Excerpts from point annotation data
********

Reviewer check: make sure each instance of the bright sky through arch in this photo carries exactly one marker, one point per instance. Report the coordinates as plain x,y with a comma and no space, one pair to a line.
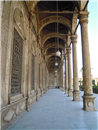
93,39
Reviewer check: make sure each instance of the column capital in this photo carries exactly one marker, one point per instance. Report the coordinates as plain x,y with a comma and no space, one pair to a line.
68,50
74,38
83,17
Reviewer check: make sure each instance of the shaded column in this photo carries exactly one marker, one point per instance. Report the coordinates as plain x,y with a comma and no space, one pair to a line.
66,74
88,98
70,94
76,93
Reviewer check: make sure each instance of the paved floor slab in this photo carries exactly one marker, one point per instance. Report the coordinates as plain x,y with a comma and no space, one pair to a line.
57,111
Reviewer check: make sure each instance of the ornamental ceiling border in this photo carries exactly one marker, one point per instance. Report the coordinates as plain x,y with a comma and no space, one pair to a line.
52,19
51,35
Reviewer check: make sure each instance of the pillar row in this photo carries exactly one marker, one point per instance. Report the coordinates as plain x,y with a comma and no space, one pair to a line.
88,98
76,93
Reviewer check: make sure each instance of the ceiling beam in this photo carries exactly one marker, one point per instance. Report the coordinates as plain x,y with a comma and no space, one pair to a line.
55,12
57,34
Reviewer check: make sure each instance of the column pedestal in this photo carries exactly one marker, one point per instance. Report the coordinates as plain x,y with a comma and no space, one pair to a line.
88,103
70,93
76,96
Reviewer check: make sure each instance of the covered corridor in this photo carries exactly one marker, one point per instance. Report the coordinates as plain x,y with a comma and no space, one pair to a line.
37,40
56,111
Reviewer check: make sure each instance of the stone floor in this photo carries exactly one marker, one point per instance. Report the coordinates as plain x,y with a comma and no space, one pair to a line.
56,111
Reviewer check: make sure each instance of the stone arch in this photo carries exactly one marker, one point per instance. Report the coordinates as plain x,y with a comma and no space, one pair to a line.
53,44
51,35
52,19
19,21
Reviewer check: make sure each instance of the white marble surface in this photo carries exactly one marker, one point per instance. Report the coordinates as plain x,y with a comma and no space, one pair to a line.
56,111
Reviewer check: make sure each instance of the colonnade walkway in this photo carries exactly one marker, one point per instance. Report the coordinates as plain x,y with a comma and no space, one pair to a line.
57,111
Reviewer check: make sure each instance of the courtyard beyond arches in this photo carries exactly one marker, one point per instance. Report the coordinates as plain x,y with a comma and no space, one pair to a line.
56,111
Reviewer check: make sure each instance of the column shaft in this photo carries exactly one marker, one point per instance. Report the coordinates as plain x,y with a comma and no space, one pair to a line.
88,98
66,75
69,73
76,93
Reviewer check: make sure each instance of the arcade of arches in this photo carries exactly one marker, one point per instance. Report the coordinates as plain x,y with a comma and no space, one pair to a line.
32,32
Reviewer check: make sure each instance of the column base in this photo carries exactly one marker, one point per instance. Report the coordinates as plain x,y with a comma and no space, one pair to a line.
76,96
89,103
70,93
66,91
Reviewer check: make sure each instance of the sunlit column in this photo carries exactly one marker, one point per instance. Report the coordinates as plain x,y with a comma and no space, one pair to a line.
88,98
66,74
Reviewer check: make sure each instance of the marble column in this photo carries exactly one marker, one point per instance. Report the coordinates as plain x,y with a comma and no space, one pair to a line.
70,93
66,74
76,93
88,98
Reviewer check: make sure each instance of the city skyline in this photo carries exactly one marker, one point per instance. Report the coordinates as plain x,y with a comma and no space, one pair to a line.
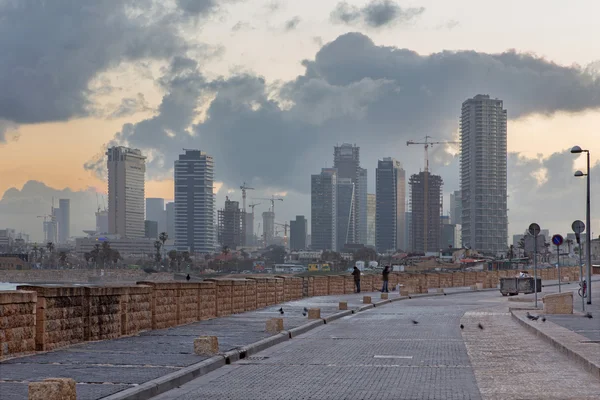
376,104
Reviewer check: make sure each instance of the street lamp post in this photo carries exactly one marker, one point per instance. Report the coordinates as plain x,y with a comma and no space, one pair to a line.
588,236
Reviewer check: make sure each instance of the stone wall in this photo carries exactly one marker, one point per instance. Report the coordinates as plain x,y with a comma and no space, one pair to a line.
17,322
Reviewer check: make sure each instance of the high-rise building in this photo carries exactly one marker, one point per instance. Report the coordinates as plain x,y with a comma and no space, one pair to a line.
151,229
426,194
229,231
456,207
126,188
298,233
194,202
170,219
323,218
371,214
483,174
346,159
155,211
345,212
391,196
64,220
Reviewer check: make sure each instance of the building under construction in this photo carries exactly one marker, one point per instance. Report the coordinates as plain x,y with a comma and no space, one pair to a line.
426,201
231,223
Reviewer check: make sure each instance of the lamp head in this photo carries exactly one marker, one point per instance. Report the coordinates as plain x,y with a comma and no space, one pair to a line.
576,150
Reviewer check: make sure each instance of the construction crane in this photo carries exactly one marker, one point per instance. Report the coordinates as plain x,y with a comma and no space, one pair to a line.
244,188
426,144
285,228
273,199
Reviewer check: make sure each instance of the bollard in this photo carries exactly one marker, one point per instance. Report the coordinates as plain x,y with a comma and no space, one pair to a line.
274,325
206,345
53,389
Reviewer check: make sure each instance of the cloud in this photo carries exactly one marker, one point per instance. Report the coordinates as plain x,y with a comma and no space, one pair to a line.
130,106
19,208
292,24
53,50
375,14
352,91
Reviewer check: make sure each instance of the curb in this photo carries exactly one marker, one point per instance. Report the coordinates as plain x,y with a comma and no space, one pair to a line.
165,383
588,365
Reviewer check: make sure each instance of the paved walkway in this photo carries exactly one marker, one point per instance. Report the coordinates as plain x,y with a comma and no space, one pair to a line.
107,367
382,354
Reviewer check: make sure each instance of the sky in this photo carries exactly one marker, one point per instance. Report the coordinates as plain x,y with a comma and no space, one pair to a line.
269,87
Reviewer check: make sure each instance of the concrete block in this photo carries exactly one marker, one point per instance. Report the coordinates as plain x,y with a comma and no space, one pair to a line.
558,303
274,325
53,389
206,345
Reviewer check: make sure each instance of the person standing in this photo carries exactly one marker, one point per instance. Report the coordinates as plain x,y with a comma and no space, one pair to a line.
385,278
356,274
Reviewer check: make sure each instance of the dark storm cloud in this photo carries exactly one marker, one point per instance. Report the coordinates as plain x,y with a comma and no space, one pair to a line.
353,91
292,24
375,14
52,50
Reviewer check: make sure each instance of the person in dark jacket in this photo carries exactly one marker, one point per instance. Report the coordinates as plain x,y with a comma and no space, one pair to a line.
356,274
385,278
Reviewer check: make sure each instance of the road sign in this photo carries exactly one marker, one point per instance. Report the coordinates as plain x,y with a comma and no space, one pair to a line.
534,229
557,240
578,226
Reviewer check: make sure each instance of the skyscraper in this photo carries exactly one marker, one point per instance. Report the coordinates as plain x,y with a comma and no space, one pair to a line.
426,191
346,159
345,212
64,220
126,188
155,211
371,215
456,207
298,233
390,217
483,174
194,202
323,218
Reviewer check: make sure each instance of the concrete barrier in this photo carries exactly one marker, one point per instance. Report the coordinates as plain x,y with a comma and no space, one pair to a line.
53,389
558,303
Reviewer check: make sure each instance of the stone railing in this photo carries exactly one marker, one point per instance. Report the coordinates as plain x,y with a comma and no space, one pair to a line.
42,318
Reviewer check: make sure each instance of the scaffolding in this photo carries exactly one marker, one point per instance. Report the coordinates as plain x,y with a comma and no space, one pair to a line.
426,226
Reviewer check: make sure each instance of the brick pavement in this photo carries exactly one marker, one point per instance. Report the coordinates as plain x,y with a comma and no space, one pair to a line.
106,367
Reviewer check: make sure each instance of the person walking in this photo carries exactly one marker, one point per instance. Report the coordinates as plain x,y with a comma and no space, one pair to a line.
385,278
356,274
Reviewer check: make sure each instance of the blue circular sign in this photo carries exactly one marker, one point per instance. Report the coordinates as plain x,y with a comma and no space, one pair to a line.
557,240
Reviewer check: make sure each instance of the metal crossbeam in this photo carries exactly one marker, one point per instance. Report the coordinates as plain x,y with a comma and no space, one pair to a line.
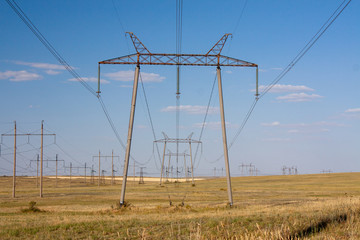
212,58
179,59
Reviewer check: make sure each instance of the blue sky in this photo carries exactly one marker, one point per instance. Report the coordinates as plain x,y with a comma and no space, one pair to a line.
310,120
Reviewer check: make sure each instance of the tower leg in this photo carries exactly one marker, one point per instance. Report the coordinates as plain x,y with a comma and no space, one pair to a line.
130,130
162,164
221,100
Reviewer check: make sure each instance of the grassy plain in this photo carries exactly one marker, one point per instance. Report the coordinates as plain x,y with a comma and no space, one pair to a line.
325,206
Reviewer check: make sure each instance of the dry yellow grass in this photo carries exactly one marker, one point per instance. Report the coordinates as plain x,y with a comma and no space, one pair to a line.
274,207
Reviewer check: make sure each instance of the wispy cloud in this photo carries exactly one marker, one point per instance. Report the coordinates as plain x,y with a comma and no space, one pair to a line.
191,109
127,76
19,76
270,124
276,139
281,88
295,128
298,125
52,72
299,97
215,125
89,79
48,66
353,110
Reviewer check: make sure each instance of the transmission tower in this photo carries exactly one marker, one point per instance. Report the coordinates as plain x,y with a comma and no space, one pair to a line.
144,57
187,140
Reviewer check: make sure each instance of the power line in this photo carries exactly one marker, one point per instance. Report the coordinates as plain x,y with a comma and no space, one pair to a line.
62,61
48,45
307,47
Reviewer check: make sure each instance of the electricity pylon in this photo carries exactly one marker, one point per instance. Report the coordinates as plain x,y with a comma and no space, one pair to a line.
144,57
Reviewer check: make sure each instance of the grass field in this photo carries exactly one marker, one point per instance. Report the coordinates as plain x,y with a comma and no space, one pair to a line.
325,206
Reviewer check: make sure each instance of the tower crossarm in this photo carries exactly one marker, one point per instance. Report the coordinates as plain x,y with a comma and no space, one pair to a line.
179,59
216,49
139,46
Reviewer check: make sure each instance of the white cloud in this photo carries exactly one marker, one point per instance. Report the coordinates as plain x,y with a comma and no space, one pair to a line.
271,124
303,125
48,66
305,128
276,139
353,110
299,97
52,72
126,86
89,79
191,109
19,76
127,76
281,88
215,125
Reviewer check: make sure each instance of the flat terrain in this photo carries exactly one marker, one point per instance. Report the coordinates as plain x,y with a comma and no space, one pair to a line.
324,206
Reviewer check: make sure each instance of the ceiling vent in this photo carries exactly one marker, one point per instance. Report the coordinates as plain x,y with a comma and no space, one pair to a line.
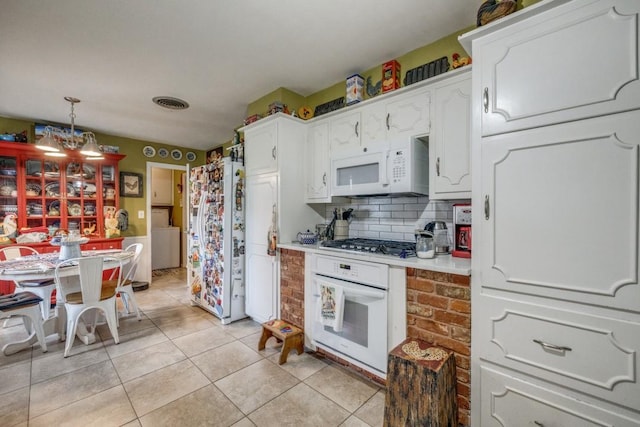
171,103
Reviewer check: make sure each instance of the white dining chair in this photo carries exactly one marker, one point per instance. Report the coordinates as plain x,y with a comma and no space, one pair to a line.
93,294
43,288
25,305
125,289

********

Beginning at the line that contains "Reviewer check: make sure each instance of the flat", copy each remaining line of the records exactly, through the final one. Omit the pictures.

WRITTEN ANSWER:
Reviewer check: make sure each instance of the flat terrain in this photo carries exactly one marker, one point per instance. Report the coordinates as plain x,y with a comma and no space, one pair to a line.
324,206
Reviewer check: make sure each instance of the ceiling vent in this photo carries exactly one marker, one point per instance. Report the coordinates as plain x,y with a comma and no space, one pair to a line.
171,103
Reviewer check: make sure each instance of the white dining chair in this photo carries exactly one marker, one point per instance. Report the coordinates as plain x,y with a comma and no space, one pair to a line.
93,294
43,288
25,305
125,289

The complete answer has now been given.